Action: Red-eared terrapin: Biological control using native predators
- No evidence was captured on the use of predators to control invasive terrapin populations.
'No evidence' for an action means we have not yet found any studies that directly and quantitatively tested this action during our systematic journal and report searches. Therefore we have been unable to assess whether or not the action is effective or has any harmful impacts. Please get in touch if you know of such a study for this action.
A study in the USA provided a strong indication that racoons feed on adult red-eared terrapins Trachemys scripta in their native range, with female terrapins smaller than 200mm in plastron length at particularly high risk (Tucker et al. 1999).
Although hatchlings of red-eared terrapins could conceivably be eaten by a few native UK species including otters (e.g. European otter Lutra lutra), herons (e.g. grey heron Ardea cinerea), rodents or corvids, or even introduced species like the American mink Neovison vison, once adult this species would have few natural enemies in the UK (Bringsøe 2006; Wilkinson 2012).

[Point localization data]
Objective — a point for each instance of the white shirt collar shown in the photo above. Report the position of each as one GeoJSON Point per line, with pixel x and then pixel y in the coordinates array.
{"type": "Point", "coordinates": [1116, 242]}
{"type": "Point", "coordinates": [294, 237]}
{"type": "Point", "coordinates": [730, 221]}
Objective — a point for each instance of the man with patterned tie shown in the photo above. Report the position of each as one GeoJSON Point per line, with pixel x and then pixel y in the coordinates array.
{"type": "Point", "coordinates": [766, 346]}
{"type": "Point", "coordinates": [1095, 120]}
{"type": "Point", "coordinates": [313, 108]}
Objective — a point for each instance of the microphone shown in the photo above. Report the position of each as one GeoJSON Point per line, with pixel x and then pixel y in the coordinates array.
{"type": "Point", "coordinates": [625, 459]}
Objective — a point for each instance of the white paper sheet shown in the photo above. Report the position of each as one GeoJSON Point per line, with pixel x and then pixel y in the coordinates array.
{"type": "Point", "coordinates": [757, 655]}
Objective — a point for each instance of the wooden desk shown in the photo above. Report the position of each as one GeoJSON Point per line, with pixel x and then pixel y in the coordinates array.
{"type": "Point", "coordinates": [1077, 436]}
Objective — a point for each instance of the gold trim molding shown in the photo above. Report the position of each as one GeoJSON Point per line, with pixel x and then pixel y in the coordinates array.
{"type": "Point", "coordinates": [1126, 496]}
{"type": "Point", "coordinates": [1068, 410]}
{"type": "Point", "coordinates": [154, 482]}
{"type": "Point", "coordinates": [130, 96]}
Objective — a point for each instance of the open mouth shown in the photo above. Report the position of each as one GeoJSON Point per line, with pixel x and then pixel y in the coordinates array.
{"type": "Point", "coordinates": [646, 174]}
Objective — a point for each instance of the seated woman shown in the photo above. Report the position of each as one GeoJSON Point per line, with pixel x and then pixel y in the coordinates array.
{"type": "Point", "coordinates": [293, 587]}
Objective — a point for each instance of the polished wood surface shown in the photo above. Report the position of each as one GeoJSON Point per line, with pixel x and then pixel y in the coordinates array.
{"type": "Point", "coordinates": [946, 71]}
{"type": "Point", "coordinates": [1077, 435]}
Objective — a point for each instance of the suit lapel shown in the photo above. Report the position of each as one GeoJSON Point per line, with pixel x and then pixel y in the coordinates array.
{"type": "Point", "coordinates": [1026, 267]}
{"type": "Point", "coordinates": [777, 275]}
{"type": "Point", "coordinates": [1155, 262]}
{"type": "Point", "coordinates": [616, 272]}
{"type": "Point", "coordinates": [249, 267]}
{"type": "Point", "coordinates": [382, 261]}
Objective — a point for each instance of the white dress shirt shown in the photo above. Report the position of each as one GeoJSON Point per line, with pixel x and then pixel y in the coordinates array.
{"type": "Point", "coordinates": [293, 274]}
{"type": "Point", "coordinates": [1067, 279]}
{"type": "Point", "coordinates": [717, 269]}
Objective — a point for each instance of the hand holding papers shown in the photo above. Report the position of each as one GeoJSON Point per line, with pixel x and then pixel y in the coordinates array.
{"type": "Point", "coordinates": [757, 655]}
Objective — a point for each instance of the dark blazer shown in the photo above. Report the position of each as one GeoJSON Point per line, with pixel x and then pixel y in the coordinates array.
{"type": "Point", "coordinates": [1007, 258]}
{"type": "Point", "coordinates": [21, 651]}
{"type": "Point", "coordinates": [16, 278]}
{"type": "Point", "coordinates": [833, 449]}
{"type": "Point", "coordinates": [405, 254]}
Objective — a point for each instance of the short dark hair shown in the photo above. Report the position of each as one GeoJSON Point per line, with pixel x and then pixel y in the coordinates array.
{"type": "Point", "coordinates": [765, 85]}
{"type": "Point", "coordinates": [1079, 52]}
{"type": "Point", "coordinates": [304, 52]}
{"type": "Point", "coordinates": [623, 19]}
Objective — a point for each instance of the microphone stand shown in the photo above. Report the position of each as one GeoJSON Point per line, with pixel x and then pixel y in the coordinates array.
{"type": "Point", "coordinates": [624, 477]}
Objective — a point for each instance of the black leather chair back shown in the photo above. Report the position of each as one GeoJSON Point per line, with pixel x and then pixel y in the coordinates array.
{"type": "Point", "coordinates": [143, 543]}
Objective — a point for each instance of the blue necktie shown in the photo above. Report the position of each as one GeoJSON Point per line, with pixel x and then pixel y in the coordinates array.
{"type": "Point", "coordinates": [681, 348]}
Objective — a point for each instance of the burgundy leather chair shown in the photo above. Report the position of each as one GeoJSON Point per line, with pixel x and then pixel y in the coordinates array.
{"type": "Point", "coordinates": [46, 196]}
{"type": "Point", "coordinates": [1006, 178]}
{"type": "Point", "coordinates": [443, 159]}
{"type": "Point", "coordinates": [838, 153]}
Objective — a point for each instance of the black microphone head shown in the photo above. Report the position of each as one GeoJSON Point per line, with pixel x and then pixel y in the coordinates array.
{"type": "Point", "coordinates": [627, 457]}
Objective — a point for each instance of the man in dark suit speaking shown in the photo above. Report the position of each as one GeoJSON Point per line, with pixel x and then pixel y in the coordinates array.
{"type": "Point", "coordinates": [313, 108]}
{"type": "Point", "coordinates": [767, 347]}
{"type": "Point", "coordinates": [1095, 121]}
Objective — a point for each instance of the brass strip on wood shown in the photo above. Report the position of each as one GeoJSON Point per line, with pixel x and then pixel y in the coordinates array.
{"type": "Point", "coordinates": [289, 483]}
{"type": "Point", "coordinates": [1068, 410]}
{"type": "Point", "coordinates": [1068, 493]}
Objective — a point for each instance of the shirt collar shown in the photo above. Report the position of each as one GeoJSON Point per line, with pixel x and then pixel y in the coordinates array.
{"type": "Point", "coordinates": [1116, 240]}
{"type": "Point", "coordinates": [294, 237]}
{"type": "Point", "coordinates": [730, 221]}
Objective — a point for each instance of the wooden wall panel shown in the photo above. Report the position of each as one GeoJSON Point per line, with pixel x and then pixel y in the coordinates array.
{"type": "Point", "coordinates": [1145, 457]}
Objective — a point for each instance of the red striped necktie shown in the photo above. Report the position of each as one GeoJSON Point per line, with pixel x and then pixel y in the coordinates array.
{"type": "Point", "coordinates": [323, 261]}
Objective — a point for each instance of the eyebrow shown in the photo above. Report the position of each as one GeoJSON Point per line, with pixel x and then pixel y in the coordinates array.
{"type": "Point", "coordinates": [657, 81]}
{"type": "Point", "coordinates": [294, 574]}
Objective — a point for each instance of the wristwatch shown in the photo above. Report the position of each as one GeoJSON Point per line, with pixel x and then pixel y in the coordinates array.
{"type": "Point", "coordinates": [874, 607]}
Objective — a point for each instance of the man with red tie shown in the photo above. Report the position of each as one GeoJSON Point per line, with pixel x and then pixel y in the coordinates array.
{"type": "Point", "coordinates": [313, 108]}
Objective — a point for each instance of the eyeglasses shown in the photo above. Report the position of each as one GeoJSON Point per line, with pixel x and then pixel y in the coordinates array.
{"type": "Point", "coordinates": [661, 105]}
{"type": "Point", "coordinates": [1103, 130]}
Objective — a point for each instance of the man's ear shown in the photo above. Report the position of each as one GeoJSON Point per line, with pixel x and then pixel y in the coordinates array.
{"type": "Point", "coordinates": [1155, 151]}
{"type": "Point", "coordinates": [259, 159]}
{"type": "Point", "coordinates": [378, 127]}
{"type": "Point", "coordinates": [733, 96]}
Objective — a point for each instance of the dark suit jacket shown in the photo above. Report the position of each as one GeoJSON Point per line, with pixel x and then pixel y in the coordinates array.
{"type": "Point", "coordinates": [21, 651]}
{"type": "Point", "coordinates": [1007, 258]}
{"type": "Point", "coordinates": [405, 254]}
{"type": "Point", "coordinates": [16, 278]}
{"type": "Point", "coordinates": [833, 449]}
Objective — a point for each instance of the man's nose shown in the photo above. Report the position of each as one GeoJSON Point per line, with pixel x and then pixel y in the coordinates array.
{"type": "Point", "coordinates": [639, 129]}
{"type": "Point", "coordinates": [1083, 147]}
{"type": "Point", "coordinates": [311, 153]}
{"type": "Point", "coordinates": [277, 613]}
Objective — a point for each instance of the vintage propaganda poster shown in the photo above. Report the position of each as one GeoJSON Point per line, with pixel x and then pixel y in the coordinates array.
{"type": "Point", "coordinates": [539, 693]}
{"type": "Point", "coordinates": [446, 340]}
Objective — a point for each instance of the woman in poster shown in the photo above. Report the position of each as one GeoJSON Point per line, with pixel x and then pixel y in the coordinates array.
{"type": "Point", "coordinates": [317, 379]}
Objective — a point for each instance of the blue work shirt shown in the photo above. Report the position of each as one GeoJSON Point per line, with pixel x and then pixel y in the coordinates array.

* **USING THE INFORMATION**
1. Please copy the part of the red-eared terrapin text between "Action: Red-eared terrapin: Biological" and "et al. 1999).", inclusive, word for word.
2. List every scientific (Latin) species name that appears in the red-eared terrapin text.

* **EXPECTED OUTPUTS**
1.
Action: Red-eared terrapin: Biological control using native predators
- No evidence was captured on the use of predators to control invasive terrapin populations.
'No evidence' for an action means we have not yet found any studies that directly and quantitatively tested this action during our systematic journal and report searches. Therefore we have been unable to assess whether or not the action is effective or has any harmful impacts. Please get in touch if you know of such a study for this action.
A study in the USA provided a strong indication that racoons feed on adult red-eared terrapins Trachemys scripta in their native range, with female terrapins smaller than 200mm in plastron length at particularly high risk (Tucker et al. 1999).

2.
Trachemys scripta
Lutra lutra
Ardea cinerea
Neovison vison